**読解文**.
EU、南米共同市場(メルコスル)への譲歩でCAP反対派分裂を狙う

農業情報研究所(WAPIC)

04.4.15

 EUは、ドーハ・ラウンドへの支持を獲得するために南米共同市場(メルコスル)との自由貿易協定交渉で大幅に譲歩、共通農業政策(CAP)反対派を分裂させようとしている。14日付のフィナンシャル・タイムズ紙(*)がそのように報じている。メルコスルに対して今週行う提案で、特恵的譲許の提供と引き換えに、アルゼンチン、ブラジル、パラグアイ、ウルグアイの貿易障壁を引き下げよというEUへの圧力を緩和することを狙う。提案が受け入れられれば、オーストラリアを盟主とする農産物輸出国のケアンズ・グループやブラジルが主導するG20グループが分裂することになるかもしれないという。

 今年中の合意が期待されるEU−メルコスルの自由貿易協定の中心的要素をなすこの提案は、農産物貿易障壁をEUがどのように引き下げる用意があるかを初めて述べたものとなる。メルコスルがEUに対して工業品貿易障壁を引き下げ、投資を自由化し、サービスと公共調達を解放すれば、メルコスルのEUへの輸出アクセスを改善するというこの協定だが、EUは、メルコスルがドーハ・ラウンドで農業自由化への圧力を控えれば、一層のアクセスを保証、さもなければ追加譲歩はしないと言う。ブラジルのEU大使は、計画は「非常に革新的」で、CAPを「合法化」できると言っている。

**元データ**.
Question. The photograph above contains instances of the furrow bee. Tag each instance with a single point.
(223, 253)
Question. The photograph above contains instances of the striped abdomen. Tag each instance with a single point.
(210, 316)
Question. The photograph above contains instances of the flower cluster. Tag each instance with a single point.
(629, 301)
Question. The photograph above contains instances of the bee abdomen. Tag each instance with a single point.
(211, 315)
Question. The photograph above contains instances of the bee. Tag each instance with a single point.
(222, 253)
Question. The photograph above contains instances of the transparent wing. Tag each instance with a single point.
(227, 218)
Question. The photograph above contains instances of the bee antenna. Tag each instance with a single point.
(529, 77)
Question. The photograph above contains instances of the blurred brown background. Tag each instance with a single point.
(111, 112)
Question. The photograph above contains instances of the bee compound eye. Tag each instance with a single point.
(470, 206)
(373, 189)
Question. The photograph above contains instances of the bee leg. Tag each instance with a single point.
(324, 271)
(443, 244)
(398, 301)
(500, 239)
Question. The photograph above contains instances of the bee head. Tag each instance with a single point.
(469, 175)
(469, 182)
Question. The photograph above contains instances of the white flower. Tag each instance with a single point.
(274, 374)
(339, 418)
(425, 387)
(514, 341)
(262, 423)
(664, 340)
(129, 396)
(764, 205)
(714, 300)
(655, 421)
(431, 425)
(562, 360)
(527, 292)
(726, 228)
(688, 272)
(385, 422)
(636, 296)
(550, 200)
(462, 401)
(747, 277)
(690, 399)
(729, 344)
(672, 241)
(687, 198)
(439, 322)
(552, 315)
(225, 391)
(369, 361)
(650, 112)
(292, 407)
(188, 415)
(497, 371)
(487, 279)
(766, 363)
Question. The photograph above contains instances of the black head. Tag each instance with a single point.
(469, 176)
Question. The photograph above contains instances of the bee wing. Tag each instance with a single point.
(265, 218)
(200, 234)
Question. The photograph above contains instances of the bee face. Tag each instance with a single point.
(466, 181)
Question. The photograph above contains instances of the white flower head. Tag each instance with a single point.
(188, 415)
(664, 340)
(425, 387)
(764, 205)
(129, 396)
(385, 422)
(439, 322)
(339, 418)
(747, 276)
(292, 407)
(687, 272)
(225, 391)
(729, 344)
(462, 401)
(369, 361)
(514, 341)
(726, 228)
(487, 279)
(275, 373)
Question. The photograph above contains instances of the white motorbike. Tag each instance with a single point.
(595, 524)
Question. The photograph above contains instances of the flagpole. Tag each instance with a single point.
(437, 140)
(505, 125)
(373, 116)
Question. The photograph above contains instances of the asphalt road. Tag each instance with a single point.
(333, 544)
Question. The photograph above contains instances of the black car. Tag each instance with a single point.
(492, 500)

**課題**.
A – 読解文によると、ケアンズ・グループの盟主はどの国か。
B – 元データのうち、「the black head.」を含む行から始まり、元データの最後の行で終わる範囲を、「photograph」を「image」に入れ替えて書き直しなさい。

**解答**.
A – オーストラリア。

B –
Question. The image above contains instances of the black head. Tag each instance with a single point.
(469, 176)
Question. The image above contains instances of the bee wing. Tag each instance with a single point.
(265, 218)
(200, 234)
Question. The image above contains instances of the bee face. Tag each instance with a single point.
(466, 181)
Question. The image above contains instances of the white flower head. Tag each instance with a single point.
(188, 415)
(664, 340)
(425, 387)
(764, 205)
(129, 396)
(385, 422)
(439, 322)
(339, 418)
(747, 276)
(292, 407)
(687, 272)
(225, 391)
(729, 344)
(462, 401)
(369, 361)
(514, 341)
(726, 228)
(487, 279)
(275, 373)
Question. The image above contains instances of the white motorbike. Tag each instance with a single point.
(595, 524)
Question. The image above contains instances of the flagpole. Tag each instance with a single point.
(437, 140)
(505, 125)
(373, 116)
Question. The image above contains instances of the asphalt road. Tag each instance with a single point.
(333, 544)
Question. The image above contains instances of the black car. Tag each instance with a single point.
(492, 500)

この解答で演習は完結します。